### [SET EXERCISE]
Repeat the listing below word for word, leaving out the pictures.

### [DATASET RECORDS]
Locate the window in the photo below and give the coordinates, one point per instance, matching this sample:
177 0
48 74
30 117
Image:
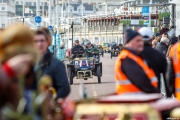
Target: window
3 25
3 8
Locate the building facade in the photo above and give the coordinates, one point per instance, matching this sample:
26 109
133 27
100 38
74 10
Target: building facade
30 8
7 11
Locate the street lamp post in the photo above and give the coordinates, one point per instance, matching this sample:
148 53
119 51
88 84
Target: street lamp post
58 35
85 28
72 32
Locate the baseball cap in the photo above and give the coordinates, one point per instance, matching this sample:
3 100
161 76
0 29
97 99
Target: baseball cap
146 33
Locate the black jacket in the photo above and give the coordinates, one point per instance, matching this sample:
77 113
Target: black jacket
162 47
157 61
56 69
77 48
170 77
137 75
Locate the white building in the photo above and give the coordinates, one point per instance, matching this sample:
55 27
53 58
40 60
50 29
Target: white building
7 11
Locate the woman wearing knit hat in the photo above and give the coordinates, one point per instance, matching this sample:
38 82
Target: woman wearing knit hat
162 46
131 70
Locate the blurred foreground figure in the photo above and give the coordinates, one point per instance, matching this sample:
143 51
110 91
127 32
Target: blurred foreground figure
173 72
131 71
17 56
50 65
158 64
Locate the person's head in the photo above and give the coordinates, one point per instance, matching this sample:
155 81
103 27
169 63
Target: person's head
76 42
88 44
147 34
41 41
133 40
154 43
174 40
165 35
165 40
165 26
15 40
172 27
46 30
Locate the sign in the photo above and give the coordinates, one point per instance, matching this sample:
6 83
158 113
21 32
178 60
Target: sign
145 15
38 19
27 10
145 11
146 22
50 27
134 22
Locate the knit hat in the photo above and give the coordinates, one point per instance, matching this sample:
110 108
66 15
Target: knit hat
157 34
164 39
174 39
146 33
129 35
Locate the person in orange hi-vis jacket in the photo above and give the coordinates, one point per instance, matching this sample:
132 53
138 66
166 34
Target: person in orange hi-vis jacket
132 73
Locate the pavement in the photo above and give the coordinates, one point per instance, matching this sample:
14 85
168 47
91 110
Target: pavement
92 87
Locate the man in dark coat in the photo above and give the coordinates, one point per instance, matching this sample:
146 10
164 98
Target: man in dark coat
51 66
162 46
155 59
135 73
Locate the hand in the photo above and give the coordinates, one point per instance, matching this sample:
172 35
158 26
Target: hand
20 64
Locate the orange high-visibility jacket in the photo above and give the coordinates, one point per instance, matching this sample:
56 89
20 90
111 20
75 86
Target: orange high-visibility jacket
123 85
175 56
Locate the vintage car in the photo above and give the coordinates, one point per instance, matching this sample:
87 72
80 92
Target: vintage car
84 68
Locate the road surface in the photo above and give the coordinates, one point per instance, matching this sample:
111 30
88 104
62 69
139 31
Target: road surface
93 88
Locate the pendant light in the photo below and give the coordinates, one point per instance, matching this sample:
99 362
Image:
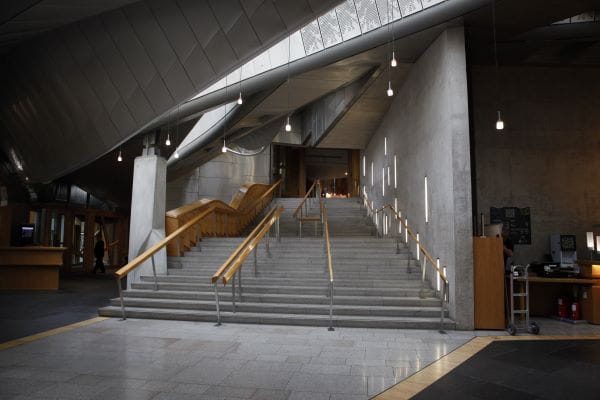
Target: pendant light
288 126
240 100
176 155
499 121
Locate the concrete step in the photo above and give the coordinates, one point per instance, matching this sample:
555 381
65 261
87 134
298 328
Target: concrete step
293 290
248 278
278 298
270 308
280 319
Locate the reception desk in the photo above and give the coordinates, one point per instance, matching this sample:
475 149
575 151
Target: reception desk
30 268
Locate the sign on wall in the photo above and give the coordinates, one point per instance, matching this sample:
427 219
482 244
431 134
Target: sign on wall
517 219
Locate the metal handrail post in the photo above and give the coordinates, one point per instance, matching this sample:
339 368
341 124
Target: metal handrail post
233 292
442 304
278 233
217 305
123 317
154 273
330 307
255 259
240 284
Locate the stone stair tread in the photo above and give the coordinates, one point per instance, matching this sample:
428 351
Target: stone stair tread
282 319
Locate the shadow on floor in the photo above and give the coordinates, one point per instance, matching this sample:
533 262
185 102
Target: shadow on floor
565 369
24 313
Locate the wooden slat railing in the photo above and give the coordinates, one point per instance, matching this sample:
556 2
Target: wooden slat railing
303 203
232 266
435 263
224 219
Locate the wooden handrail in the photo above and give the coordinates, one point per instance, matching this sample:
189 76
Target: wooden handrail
413 236
264 227
133 264
308 192
136 262
327 241
241 247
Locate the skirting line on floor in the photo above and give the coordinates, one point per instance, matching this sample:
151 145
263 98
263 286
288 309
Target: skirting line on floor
436 370
51 332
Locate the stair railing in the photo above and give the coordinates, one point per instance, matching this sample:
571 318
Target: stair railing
224 220
328 263
233 265
190 231
301 212
420 249
149 254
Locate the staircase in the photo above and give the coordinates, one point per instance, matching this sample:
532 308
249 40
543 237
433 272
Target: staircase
374 286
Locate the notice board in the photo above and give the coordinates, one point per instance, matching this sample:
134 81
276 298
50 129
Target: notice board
517 219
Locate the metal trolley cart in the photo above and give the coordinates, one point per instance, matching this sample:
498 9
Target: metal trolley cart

### [PROBLEM SOLUTION]
Locate the window in the photo below and give the coordinates, one point per instance, matching this sample:
177 0
48 74
30 117
Image:
Target: window
3 25
3 8
Locate the building facade in the photo above and give the coordinates, one point per instance, matching this sample:
26 109
133 27
100 38
74 10
Target: building facade
30 8
7 11
Locate the street lamp post in the photo above and give the coordinates, one point per instance, matching this sample:
148 53
119 51
88 84
Target: street lamp post
58 35
85 28
72 32
Locate the baseball cap in the photo above and give the coordinates, one point per instance, matching this sample:
3 100
161 76
0 29
97 99
Target: baseball cap
146 33
Locate the black jacket in the photo above and give the coordinates, one point per instance, matching this sample:
77 113
Target: black jacket
162 47
157 61
56 69
77 48
170 77
137 75
Locate the white building in the photo above and give the coordinates, one point per instance, matching this sample:
55 27
53 58
40 60
50 29
Target: white building
7 11
Locate the woman wearing knit hat in the photo above and give the coordinates, one point per instance, matching this sample:
38 82
Target: woman wearing knit hat
162 46
131 70
Locate the blurred foreground figure in the photo above and give the coordinates, one point per instance, matching this sample:
143 51
110 91
127 32
Target: blurred foreground figure
173 72
131 71
17 56
50 65
158 64
Locate the person's head in the photo above and give the coordinates, one point per instance, matching this sample:
155 81
103 27
169 63
Target: person's head
76 42
88 44
147 34
41 41
133 40
154 43
174 40
165 35
165 40
165 26
15 40
172 27
46 30
Locate the sign in the photo above and give the coordinates, one point per instance, matching this sample:
6 83
158 113
21 32
178 60
Target: sign
145 15
38 19
27 10
145 11
146 22
50 27
134 22
Locate the knit hat in the photo above and give the coordinates, one point per instance, matching this sample:
110 108
66 15
Target: knit hat
157 34
164 39
174 39
146 33
129 35
Locate the person in orange hi-vis jacket in the photo above and give the coordinates, one point per instance, matching this sample:
132 53
138 66
166 34
Target: person in orange hi-vis jacket
132 73
Locate the pavement in the photo above and give the coordinates, one point per instance, matching this sample:
14 85
168 47
91 110
Target: pavement
92 87
Locate the man in dark coat in the photo above and give the coordinates, one point per instance, matching this sample:
146 10
164 98
Target: man in dark coat
51 66
162 46
155 59
135 73
Locate the hand in the photo above and give the coordinates, one point per instance, matching this sample:
172 35
158 26
Target: hand
20 64
Locate the orange high-visibility jacket in the photo above and give the coordinates, one point per instance, matching this sample:
56 89
20 90
111 20
75 86
Target: orange high-visibility jacket
123 85
175 56
Locate the vintage car in the photo above and give the coordinates, one point per instance, matching this sample:
87 72
80 92
Target: vintage car
84 68
Locate the road surface in the photo above and give the coordinates, one point per instance, matching this sample:
111 30
88 104
62 69
139 31
Target: road surface
93 88
Locate the pendant light in the photo below and give the coordinates, one point per instance, matching this sample:
99 362
Image:
Target: pendant light
288 126
240 100
176 155
499 121
Locate the concrete step in the photo above and give the coordinates, one point per instance, matching this sample:
555 381
65 261
87 134
298 328
Target: concrete step
293 290
248 278
278 298
270 308
280 319
Locate the reception desk in the photo above and give the coordinates, one point per instance, matching this sample:
475 149
575 151
Target: reception desk
30 268
Locate the sign on wall in the photo above and give the coordinates, one point per instance, matching this sample:
427 219
482 244
431 134
Target: sign on wall
517 219
Locate the metal handrail post in the photo above and give the coordinates, one point per instance, matching this sample:
339 368
341 124
Target: metal handrail post
233 292
442 304
278 233
217 305
123 317
154 273
330 307
255 259
240 284
Locate the stone stair tread in the photo above and give the coordinates, one point per instance, matching this sample:
428 351
Target: stone stair tread
282 319
Locate the shadow on floor in the photo above and give the coordinates, one point per instance, matching this sample:
533 262
185 102
Target: shadow on floor
565 369
24 313
Locate the wooden slat railing in the photo above and give the coordinates, one point per instance, matching this sample:
556 2
Target: wooden slat railing
303 203
232 266
435 263
224 219
Locate the wooden handrail in the photo above and give the coordinates, one point per instance, matching this sample:
189 76
Target: wooden handrail
413 236
264 227
133 264
308 192
136 262
327 241
241 247
Locate the skirting line on floor in the photo above and give the coordinates, one point per instance, matching this sample:
151 145
263 98
263 286
288 309
Target: skirting line on floor
436 370
51 332
Locate the stair railing in the photo above and give the coordinates, one point per instance, matching this sample:
571 318
Target: stair railing
224 220
328 263
233 265
190 231
301 212
420 249
149 254
Locate the staircase in the photo above and give the coordinates, one point per instance, matching this sample:
532 308
249 40
543 237
433 272
Target: staircase
374 286
Locate the notice board in the photo above and give the coordinates, one point per instance, matching this sample:
134 81
276 298
50 129
Target: notice board
517 219
Locate the metal trolley cart in the photo above and give the coordinates, one point per instance, matching this sample:
498 9
Target: metal trolley cart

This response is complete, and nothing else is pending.